▸ CONSIGNA: Convierte en una lista JSON de cadenas las líneas que van desde el inicio de los registros hasta la que contiene "162L125 163L123 162ZM125", ambas incluidas. Cada línea debe ser una cadena y las líneas en blanco se omiten.

Registros de una fuente de datos
□ □ □ □ □
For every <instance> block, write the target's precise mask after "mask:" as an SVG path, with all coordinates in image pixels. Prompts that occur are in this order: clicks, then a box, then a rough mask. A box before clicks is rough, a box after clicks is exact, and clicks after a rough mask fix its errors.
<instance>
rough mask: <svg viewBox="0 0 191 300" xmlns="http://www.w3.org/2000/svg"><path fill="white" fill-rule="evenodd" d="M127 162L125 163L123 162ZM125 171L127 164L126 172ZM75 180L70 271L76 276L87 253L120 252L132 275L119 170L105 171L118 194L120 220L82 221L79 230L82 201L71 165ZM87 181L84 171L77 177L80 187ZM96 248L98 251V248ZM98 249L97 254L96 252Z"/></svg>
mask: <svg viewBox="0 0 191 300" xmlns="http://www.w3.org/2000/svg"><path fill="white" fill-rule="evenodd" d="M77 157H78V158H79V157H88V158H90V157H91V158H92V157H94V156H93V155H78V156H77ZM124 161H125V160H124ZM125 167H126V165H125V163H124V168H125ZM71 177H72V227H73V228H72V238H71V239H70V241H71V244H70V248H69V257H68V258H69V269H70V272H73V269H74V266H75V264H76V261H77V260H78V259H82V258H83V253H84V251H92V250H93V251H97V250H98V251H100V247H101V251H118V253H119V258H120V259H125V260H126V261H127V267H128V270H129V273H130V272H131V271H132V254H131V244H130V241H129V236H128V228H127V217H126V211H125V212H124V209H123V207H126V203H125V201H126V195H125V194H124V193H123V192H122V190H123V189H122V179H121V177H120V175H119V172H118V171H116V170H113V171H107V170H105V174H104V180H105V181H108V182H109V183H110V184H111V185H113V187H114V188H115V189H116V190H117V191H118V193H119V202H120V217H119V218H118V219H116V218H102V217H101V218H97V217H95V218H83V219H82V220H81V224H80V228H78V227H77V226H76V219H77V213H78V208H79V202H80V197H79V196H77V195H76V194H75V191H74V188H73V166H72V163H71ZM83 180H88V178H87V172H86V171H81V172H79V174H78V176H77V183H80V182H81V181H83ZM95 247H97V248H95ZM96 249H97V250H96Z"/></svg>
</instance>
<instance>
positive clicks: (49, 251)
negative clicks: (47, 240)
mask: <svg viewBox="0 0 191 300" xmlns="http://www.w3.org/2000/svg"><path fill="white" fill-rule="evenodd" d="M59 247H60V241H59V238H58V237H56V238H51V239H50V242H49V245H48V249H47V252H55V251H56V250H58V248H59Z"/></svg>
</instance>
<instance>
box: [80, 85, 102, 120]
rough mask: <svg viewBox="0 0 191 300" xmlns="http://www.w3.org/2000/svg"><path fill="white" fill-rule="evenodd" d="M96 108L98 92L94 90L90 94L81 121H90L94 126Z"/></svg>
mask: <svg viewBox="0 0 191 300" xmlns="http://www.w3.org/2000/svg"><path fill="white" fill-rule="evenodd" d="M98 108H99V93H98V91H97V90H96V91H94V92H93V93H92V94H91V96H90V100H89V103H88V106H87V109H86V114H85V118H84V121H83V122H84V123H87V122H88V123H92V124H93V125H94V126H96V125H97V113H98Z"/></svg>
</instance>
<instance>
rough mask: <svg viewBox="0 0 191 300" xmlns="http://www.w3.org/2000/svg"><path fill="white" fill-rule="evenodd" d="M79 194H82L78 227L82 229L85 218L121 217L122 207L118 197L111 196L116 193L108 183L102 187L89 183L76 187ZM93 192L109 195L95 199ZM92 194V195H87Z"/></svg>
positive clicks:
□ □ □ □ □
▸ RESPUESTA ESCRITA:
[
  "For every <instance> block, write the target's precise mask after \"mask:\" as an SVG path, with all coordinates in image pixels. Prompts that occur are in this order: clicks, then a box, then a rough mask. A box before clicks is rough, a box after clicks is exact, and clicks after a rough mask fix its errors.",
  "<instance>",
  "rough mask: <svg viewBox=\"0 0 191 300\" xmlns=\"http://www.w3.org/2000/svg\"><path fill=\"white\" fill-rule=\"evenodd\" d=\"M127 162L125 163L123 162ZM125 171L127 164L126 172ZM75 180L70 271L76 276L87 253L120 252L132 275L119 170L105 171L118 194L120 220L82 221L79 230L82 201L71 165ZM87 181L84 171L77 177L80 187ZM96 248L98 251V248ZM98 249L97 254L96 252Z\"/></svg>"
]